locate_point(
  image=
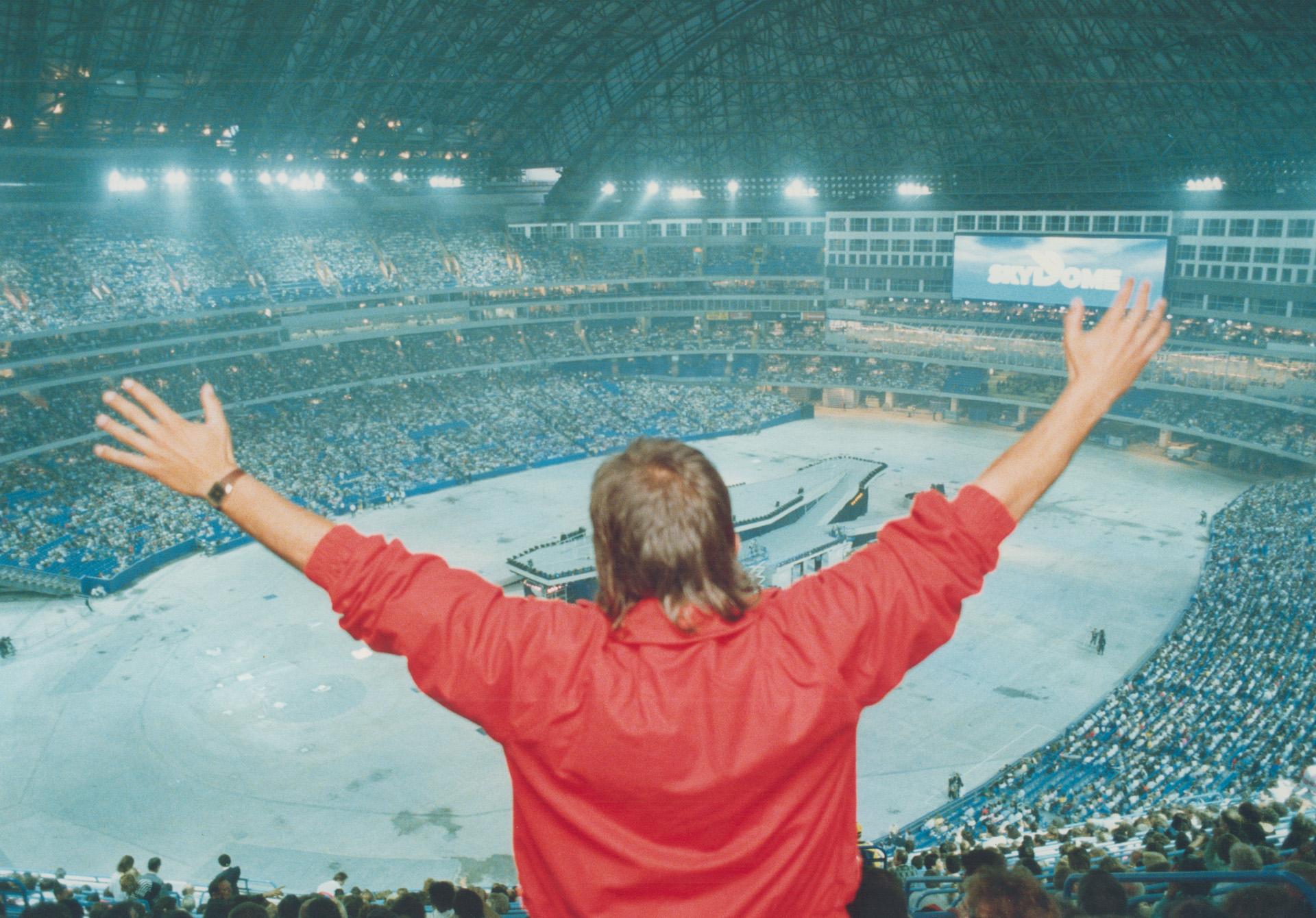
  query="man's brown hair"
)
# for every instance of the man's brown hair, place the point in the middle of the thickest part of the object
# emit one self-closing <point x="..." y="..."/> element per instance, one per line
====================
Omit the pictures and print the listing exactly.

• Answer space:
locate_point(
  image=
  query="man's brown hair"
)
# for every instance of the man's brown hair, place the point in the middle of the thickest part of the object
# emit one self-closing <point x="..." y="..."/> element per instance, one per line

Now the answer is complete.